─── Input records ───

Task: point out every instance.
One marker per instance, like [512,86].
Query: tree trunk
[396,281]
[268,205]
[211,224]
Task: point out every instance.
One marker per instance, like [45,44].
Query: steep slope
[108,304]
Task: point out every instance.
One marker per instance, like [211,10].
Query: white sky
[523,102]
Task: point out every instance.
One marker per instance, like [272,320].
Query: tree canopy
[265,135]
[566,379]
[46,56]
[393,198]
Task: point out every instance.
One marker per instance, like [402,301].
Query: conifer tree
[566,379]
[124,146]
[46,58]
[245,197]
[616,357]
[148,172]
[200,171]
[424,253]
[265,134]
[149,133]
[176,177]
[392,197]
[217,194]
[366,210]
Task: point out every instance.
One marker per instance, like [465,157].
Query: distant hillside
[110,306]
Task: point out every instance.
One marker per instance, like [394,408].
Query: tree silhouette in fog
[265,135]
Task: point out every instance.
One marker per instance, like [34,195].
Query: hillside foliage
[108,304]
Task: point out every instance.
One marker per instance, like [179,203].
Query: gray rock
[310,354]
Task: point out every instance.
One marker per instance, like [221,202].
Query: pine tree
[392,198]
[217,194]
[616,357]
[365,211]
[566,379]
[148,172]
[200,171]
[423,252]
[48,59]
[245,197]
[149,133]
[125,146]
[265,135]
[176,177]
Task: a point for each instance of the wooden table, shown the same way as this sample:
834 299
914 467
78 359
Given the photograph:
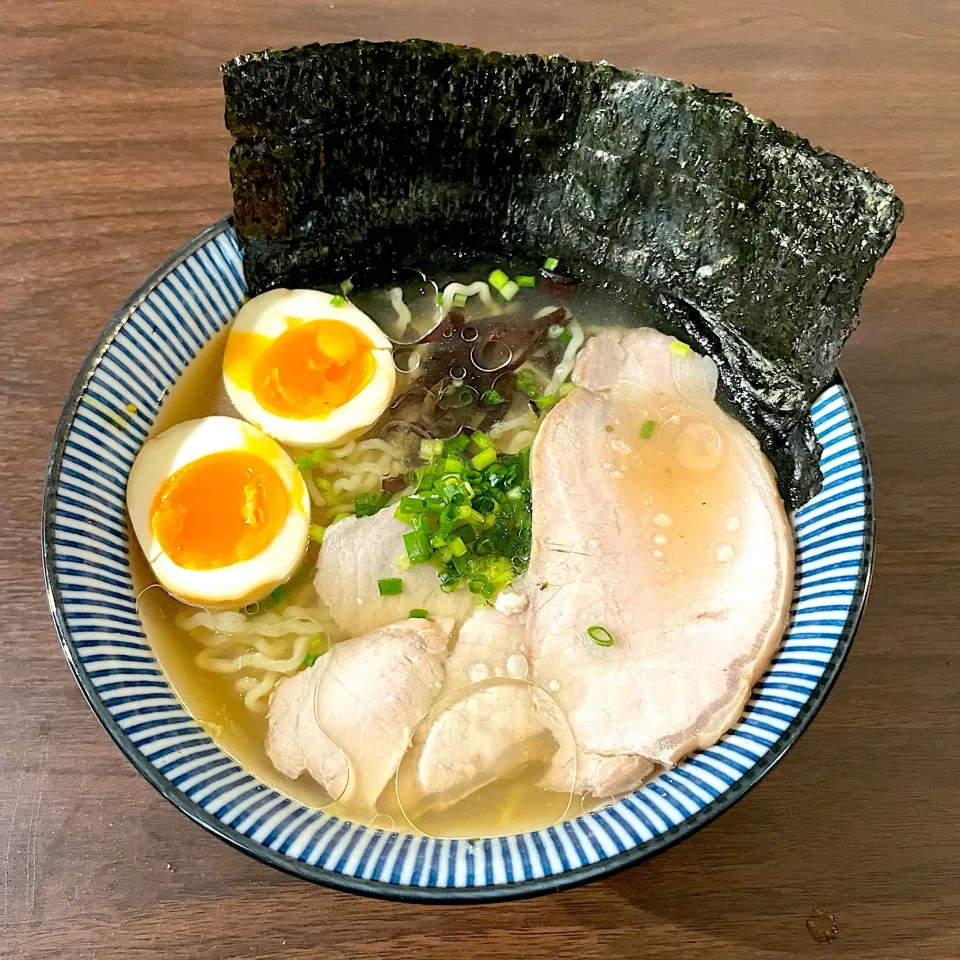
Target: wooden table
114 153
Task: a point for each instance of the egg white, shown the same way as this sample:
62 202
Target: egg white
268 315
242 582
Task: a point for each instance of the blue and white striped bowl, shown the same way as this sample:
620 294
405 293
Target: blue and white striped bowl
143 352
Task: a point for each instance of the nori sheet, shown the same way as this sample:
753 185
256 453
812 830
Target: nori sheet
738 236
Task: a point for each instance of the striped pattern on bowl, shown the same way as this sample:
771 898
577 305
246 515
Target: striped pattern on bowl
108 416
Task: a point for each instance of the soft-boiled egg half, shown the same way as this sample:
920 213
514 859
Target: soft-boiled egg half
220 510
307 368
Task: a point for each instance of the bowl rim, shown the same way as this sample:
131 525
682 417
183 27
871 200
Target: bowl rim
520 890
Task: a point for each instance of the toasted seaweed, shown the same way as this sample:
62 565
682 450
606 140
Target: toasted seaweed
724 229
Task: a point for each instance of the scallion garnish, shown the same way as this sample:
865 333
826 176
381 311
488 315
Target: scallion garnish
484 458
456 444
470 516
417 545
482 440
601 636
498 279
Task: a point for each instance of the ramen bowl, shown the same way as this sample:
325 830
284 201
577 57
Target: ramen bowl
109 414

───

> Goal of the exercise
Give the data above again in full and unchanged, skipping the pictures.

> Problem solution
Task: point out every instance.
One marker per instance, like [512,86].
Query: tree trunk
[396,281]
[268,205]
[211,224]
Task: point out every instance.
One marker per instance, like [45,44].
Query: steep slope
[108,304]
Task: point out every instance.
One marker per instance, like [211,10].
Query: white sky
[523,102]
Task: point out every instance.
One marker per instance, like [272,320].
Query: tree canopy
[265,135]
[566,379]
[46,56]
[393,198]
Task: point out every instance.
One marker per instance, like [402,301].
Query: conifer tree
[566,379]
[124,146]
[46,58]
[245,197]
[616,357]
[148,172]
[200,171]
[424,253]
[265,134]
[149,133]
[176,177]
[392,197]
[217,194]
[366,210]
Task: point out every instance.
One marker per instance, like [465,157].
Query: distant hillside
[110,306]
Task: point out every instance.
One marker per instance, like [394,408].
Query: tree silhouette in fog
[265,135]
Task: point out every instance.
One marker per instance, like [34,195].
Query: hillside foliage
[108,304]
Task: point out every instance.
One marker per instance, like [179,203].
Query: gray rock
[310,354]
Task: point out every instance.
One marker per instance, like [221,202].
Query: pine tree
[392,198]
[217,194]
[616,357]
[365,211]
[566,379]
[148,172]
[200,171]
[423,252]
[48,59]
[245,197]
[149,133]
[125,146]
[265,135]
[176,177]
Task: a point for each instance of the wooden table, shown the same way as this sample:
834 299
914 467
78 359
Given the photograph:
Target: wooden table
114 153
Task: a point for each instance of the egg white, shown the same way as this sample:
62 202
Target: egg white
268 315
242 582
Task: a point for each instance of the blue and white striped bowl, shown the same way as this sample:
620 294
405 293
Target: blue and white striped bowl
143 352
Task: a point for each instance of the nori sheet, shown the same way as this sample:
753 185
256 453
812 830
Target: nori sheet
738 236
Task: a point for each instance of the striped pattern on bowl, shown the same way as this sample:
771 898
577 305
246 515
Target: striped pattern on bowl
108 416
Task: a point for each instance of the soft-boiled egg half, shown the same way as this sample:
920 213
514 859
Target: soft-boiled egg half
220 510
307 368
Task: a point for each instance of the bowl rim, shown the same way as this sample:
131 525
682 417
183 27
871 200
Target: bowl rim
520 890
Task: a point for each instance of the toasted seaweed, shown the same way as this sample:
62 565
682 450
606 140
Target: toasted seaweed
724 229
Task: a point for each instance of the scallion garnish, shown the same way as this sample:
865 333
826 176
381 311
488 315
Target: scallion garnish
484 458
456 444
470 516
417 545
482 440
601 636
498 279
Task: a point for each instance of the ramen bowl, shown the same way as this sample:
325 830
284 201
577 57
Target: ramen bowl
109 414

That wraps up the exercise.